(Records taken from a collection)

###

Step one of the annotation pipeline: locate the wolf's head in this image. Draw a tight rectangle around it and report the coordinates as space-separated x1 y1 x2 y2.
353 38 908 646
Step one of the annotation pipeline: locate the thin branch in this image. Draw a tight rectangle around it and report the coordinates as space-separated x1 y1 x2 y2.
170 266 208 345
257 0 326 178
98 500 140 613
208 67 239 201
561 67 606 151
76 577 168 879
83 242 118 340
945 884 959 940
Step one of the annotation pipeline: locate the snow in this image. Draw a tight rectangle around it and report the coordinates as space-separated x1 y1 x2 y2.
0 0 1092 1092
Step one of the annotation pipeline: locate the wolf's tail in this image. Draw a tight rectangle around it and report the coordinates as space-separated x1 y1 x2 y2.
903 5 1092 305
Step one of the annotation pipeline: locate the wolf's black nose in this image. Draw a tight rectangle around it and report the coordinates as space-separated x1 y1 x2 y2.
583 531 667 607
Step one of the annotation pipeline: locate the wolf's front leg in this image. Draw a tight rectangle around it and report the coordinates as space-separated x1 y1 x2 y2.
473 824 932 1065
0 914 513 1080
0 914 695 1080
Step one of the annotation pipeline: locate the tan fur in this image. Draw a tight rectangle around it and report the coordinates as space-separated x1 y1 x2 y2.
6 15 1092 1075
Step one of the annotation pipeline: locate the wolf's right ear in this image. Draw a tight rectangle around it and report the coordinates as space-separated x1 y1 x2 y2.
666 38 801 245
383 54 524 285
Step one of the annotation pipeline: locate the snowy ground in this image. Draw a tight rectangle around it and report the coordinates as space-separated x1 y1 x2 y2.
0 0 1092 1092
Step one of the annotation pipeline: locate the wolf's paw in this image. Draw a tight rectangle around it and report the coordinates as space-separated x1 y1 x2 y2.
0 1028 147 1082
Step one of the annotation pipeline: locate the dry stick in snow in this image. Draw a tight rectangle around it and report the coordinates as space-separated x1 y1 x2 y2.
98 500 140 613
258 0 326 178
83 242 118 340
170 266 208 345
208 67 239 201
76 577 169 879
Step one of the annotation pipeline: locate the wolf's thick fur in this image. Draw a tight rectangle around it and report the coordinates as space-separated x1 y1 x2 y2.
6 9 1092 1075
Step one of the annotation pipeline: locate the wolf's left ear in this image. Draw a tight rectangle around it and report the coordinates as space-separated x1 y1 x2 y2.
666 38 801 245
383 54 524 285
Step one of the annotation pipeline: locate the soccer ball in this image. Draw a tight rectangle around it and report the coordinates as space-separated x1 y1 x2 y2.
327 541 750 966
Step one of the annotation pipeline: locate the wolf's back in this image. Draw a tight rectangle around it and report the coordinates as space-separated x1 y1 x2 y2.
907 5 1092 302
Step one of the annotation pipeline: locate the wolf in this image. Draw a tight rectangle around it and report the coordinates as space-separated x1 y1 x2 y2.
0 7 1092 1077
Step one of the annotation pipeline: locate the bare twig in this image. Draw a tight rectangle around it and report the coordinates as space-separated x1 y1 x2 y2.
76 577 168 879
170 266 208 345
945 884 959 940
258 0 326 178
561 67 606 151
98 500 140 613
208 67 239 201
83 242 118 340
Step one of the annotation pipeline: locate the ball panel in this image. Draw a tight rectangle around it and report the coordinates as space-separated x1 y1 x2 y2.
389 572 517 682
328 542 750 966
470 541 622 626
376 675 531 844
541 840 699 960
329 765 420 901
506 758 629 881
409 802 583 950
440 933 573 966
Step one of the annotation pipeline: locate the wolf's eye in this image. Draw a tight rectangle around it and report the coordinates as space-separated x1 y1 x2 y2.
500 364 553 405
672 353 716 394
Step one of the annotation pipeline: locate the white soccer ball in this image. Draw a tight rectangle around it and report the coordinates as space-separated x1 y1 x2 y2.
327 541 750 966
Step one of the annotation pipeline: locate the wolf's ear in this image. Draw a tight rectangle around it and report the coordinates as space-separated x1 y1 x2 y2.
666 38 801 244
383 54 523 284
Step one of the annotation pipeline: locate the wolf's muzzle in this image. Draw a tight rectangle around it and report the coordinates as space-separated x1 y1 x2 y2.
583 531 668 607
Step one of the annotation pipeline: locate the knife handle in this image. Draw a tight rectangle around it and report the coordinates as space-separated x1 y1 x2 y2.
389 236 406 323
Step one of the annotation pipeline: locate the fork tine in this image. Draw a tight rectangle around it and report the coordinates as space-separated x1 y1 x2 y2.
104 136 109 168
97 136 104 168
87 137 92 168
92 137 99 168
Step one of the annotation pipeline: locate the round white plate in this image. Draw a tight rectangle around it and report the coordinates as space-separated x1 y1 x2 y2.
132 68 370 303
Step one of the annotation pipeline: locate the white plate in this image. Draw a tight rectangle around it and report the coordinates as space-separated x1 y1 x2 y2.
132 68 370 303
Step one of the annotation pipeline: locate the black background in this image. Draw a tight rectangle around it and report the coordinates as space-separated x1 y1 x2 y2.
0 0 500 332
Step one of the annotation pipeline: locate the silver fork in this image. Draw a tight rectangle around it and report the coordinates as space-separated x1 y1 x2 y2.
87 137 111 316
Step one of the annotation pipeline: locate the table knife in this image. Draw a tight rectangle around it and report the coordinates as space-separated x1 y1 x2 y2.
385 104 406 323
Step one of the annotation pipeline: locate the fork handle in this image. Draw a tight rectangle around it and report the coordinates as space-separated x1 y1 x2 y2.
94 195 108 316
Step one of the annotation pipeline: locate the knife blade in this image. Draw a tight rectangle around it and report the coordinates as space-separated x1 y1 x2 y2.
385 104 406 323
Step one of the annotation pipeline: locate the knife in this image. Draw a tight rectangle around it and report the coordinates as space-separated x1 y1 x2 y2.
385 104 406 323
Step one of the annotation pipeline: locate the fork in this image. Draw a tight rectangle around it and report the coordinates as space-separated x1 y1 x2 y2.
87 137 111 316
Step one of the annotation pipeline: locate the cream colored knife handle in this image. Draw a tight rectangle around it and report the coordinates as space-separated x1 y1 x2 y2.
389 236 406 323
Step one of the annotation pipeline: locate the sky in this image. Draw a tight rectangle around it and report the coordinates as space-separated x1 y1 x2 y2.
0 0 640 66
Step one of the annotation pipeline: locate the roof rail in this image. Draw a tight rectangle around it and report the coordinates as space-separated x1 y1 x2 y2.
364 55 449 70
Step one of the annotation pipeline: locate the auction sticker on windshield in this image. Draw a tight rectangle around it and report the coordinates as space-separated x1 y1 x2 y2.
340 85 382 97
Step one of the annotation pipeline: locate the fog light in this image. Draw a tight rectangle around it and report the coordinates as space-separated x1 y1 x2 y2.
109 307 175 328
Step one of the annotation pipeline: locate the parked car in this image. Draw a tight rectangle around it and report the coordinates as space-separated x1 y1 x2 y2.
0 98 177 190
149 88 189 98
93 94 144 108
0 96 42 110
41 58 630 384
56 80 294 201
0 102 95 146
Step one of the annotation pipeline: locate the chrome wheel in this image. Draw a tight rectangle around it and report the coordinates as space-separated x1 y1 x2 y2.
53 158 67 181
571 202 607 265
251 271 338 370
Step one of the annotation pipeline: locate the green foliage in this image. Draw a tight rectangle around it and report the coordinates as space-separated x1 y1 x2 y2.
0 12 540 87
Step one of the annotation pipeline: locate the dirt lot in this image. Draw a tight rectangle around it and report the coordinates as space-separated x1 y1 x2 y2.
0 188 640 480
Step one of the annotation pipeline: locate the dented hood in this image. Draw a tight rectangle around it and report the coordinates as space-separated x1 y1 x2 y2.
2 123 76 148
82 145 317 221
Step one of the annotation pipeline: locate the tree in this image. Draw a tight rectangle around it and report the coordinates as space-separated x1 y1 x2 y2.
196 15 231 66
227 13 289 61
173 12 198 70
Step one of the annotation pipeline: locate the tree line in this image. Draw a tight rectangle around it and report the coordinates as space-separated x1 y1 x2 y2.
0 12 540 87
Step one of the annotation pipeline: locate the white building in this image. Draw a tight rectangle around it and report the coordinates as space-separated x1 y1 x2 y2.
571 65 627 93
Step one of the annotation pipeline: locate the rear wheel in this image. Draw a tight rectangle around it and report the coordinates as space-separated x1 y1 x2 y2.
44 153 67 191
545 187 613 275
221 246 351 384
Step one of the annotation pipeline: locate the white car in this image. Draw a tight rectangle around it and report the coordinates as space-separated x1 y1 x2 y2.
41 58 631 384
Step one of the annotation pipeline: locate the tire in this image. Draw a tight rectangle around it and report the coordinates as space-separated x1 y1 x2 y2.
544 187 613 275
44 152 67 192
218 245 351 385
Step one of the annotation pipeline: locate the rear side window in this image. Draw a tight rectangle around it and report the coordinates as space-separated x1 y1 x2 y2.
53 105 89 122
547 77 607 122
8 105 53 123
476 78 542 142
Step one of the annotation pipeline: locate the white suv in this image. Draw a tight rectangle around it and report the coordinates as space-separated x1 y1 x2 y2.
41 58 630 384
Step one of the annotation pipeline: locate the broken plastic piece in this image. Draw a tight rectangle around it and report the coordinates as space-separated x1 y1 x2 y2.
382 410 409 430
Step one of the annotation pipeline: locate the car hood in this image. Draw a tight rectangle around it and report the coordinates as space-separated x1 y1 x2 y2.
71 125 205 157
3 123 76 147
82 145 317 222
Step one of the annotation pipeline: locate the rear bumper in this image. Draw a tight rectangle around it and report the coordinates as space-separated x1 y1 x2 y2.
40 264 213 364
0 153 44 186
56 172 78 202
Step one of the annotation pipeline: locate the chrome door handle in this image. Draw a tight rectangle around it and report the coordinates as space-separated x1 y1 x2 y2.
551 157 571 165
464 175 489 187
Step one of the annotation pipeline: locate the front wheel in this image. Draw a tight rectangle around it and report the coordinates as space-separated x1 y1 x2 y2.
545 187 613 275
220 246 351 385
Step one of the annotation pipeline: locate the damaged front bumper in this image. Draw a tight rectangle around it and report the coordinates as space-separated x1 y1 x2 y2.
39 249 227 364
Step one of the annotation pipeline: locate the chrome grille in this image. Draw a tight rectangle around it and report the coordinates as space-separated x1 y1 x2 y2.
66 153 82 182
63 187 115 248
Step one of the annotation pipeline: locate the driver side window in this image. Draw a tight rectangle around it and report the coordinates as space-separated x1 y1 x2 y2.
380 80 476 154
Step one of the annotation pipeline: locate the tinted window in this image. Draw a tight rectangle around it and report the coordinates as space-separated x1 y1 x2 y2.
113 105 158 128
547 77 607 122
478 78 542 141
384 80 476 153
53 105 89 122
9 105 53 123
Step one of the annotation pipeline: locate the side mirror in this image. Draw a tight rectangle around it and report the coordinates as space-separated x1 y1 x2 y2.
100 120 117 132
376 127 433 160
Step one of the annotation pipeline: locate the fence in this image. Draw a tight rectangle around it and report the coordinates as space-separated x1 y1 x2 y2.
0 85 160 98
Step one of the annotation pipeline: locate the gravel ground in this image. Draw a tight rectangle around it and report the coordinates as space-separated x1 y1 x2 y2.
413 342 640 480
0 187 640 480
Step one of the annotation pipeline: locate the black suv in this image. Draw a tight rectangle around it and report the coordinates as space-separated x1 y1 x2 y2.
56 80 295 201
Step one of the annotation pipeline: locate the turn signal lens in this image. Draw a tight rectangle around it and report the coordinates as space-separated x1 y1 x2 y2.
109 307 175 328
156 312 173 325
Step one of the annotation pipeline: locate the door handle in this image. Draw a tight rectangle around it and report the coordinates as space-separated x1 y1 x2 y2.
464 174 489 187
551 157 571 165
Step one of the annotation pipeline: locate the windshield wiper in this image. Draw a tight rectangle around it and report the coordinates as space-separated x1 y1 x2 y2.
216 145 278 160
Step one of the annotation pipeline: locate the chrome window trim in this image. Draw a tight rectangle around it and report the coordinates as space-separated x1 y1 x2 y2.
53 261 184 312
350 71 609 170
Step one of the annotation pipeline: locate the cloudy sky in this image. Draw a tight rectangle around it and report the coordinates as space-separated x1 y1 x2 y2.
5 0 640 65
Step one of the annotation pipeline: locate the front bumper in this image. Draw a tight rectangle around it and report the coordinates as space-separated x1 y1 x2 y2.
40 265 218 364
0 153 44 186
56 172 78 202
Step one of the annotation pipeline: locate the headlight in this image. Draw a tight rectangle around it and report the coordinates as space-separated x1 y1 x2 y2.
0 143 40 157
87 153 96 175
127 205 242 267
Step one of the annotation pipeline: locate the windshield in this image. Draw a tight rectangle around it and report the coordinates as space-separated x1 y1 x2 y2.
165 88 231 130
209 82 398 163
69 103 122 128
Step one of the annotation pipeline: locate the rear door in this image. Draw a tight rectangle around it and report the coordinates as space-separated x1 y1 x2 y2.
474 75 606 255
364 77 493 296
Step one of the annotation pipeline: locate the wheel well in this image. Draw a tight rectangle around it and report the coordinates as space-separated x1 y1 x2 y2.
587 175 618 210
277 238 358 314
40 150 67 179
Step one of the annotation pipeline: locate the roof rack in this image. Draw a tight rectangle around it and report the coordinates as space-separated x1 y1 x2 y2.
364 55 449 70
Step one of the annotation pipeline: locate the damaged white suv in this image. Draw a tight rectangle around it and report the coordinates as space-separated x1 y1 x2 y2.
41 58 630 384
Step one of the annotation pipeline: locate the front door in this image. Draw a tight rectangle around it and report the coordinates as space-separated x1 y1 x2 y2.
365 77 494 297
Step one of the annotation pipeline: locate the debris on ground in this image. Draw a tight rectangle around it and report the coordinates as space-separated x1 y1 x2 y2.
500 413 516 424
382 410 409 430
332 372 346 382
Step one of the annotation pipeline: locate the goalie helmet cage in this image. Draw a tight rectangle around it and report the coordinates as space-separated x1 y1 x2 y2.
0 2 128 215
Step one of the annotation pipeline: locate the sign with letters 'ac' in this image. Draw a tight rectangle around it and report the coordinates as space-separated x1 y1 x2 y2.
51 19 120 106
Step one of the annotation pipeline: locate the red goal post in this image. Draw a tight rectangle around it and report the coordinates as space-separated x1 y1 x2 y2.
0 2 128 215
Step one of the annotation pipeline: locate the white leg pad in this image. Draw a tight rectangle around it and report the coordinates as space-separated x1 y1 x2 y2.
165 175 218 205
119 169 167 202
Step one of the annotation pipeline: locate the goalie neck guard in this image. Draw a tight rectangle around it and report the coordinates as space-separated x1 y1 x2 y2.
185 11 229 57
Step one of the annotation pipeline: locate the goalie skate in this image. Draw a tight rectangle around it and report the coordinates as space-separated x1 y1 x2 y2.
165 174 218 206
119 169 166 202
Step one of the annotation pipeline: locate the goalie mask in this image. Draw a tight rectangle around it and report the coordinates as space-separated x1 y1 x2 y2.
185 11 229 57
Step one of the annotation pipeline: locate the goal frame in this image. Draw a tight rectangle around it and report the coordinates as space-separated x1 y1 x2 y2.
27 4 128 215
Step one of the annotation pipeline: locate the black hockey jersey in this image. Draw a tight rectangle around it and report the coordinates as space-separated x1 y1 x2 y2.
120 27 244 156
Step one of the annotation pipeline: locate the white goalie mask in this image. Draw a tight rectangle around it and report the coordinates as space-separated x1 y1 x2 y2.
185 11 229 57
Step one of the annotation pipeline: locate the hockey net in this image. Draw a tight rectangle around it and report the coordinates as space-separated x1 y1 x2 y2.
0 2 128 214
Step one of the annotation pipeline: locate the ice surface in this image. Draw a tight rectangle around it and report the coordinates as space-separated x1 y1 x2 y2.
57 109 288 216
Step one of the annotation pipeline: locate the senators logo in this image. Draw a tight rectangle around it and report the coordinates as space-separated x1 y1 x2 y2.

###

• The request:
Rewrite the lines of the records starting at the line containing "Step one of the annotation pipeline: locate the fence" and ending at the line containing "156 312 173 325", and give only those lines. Keep all wording as it is, but multiply each bounding-box coordinate by 1.1 and round it to a whole number, rounding halves up.

• Result for this exercise:
Step one of the annotation pipeline: locate the fence in this image. Draw a tight rectangle around it and report the coordinates as space-separated x1 y1 x2 y2.
0 94 176 108
Step one of the annotation pipeline: locate the gravel ground in this image. Draw a tight rectangle around it and report the coordinates as space-separated x1 y1 x2 y2.
454 376 704 528
0 206 704 528
Step one of the annotation pipeline: locate the black suv in this image. Draw a tight rectangle around it and report the coordinates as space-separated x1 y1 x2 y2.
62 88 325 221
Step one of the annotation pipeline: locate the turn signal lens in this image. Draw a tight rectangle around it and report the coordinates as space-separated x1 y1 x2 y2.
120 338 193 361
172 343 190 358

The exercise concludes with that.